Wednesday, December 31, 2008

GG1


The Best Railroad Locomotive of All Time (restored GG1 #4935 at Railroad Museum of Pennsylvania at Strasburg, PA. (Photo by Tom Hughes [Agent 44].)

Constant readers of this blog, assuming there are actually any, will know I consider the Pennsylvania Railroad GG1 electric locomotive the best railroad locomotive of all time.
The GG1 was classed that way because it’s actually two 4-6-0 wheel-sets hinged together under a common car-body.
The “G” is Pennsy’s 4-6-0 class; e.g. the G5 steam locomotive.
The reason is because I saw so many GG1s as a teenager, and it seemed every time I saw one it was doing 90-100 mph, a truly impressive sight.
The first time I saw one was 1959.
It was my first summer as a staff-member at Sandy Hill Boys Camp on Chesapeake Bay in northeastern Maryland.
It was my first day-off, probably a Sunday, the only days the camp could give us Counselors-in-Training (“C-I-T”).
I was 15, and I had hitchhiked all the way from camp to the tiny town of Northeast, MD, location of a small interlocking on Pennsy’s fabulous New York City-to-Washington D.C. electrified line, three to two tracks.
When I first started attending that camp as a camper at age-10 in 1954, the highway crossed Pennsy at grade, but by 1959 an overpass had been built.
Being a railfan, I gravitated toward that overpass, and set up on the embankment overlooking the tracks with the humble Kodak Hawkeye camera I had inherited from my father.
After a while a southbound GG1 passenger express blasted by, doing about 100 mph.

=== COMPLETE THE FOLLOWING ===
A. List every city or town named in the GG1 blog post.
B. Carry the GG1 blog post forward from its last sentence.

=== GIVEN INFORMATION ===
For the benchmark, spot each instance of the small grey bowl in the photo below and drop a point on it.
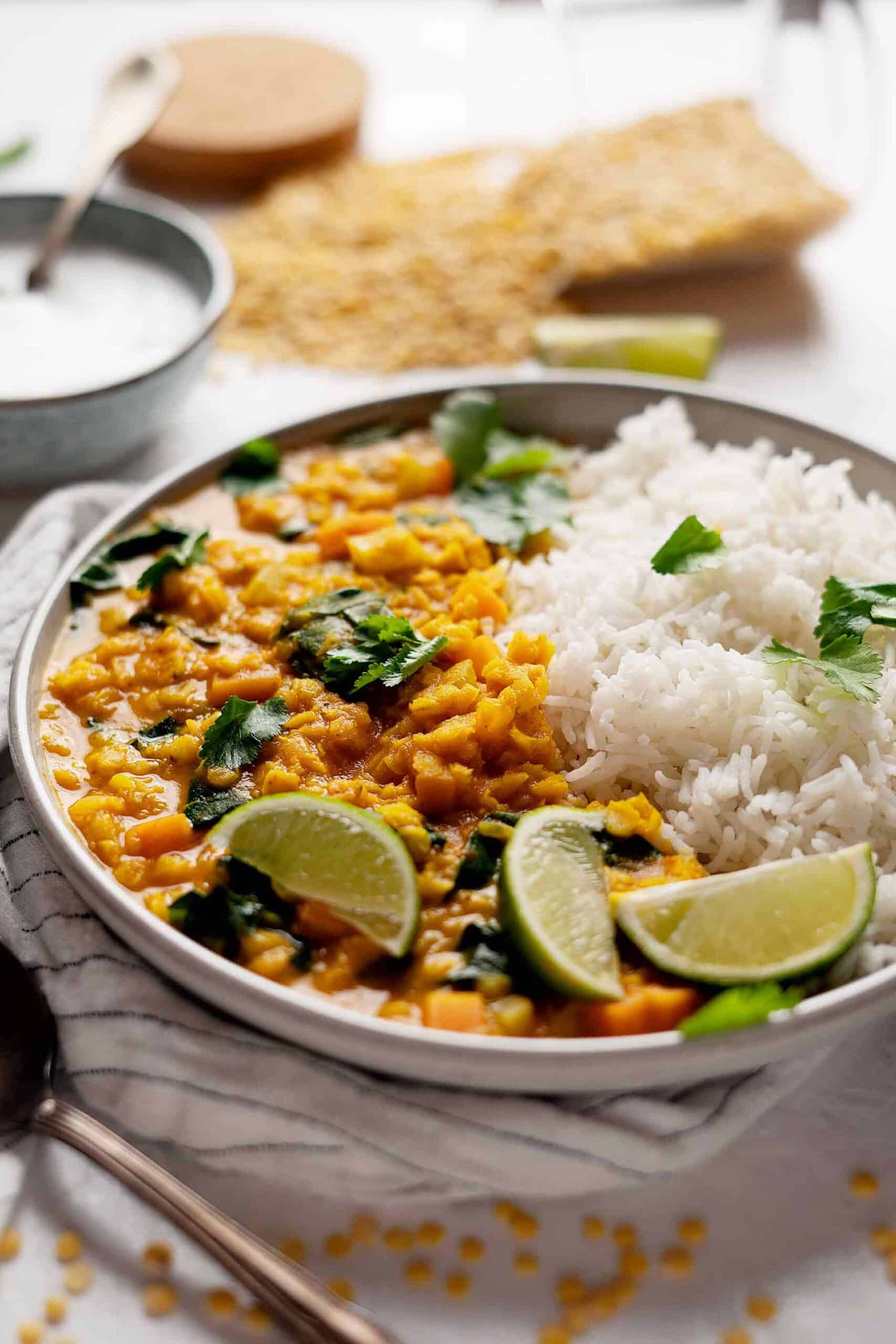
(53, 438)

=== IN RESPONSE ===
A. Strasburg, PA; Northeast, MD; New York City; Washington D.C.

B.
This is it; picture #1. (The Hawkeye leaked light; bottom-left.) (Photo by the so-called “old guy” with the Kodak Hawkeye.)

That’s my first GG1 picture; published above, and I was hooked. A GG1 at speed is an impressive sight.
It helps that the railroad was built to sustain such speeds.
It was still individual stick-rail in 33-foot sections, but the heaviest available at 143 pounds per yard.
As such it was about a foot high.
And track-maintainers had to make sure the track-joints didn’t sag, as they usually did with jointed rail.
A speeding train couldn’t be bouncing up-and-down at 100 mph.
And so began my effort to try to stop a 100 mph train with only 1/125th of a second.
It could be done, sort of.
Photograph an approaching train from trackside, the standard three-quarter view, and you could stop it.

The mighty G earned its way into the Pennsy roster.
The P5a 4-6-4 electric was being overwhelmed by increasing train weights.
Pennsy needed a more powerful electric locomotive, and built a 4-8-4 experimental, the R1 (#4800), an eight-drivered version of the six-drivered P5a.
As an afterthought they also built a GG1 experimental, #4899, soon to be renumbered #4800, patterned after the 4-6-6-4 electric wheel-arrangement pioneered by New York, New Haven & Hartford railroad (NYNH&H).
Both the R1 and GG1 were taken to a high-speed section of track near Claymont, DE.
Pennsy was expecting the R1 to succeed, but it was the GG1 that triumphed.
It tracked slightly better at high speed.
So Pennsy decided to get the GG1 in quantity, 139 units over nine years.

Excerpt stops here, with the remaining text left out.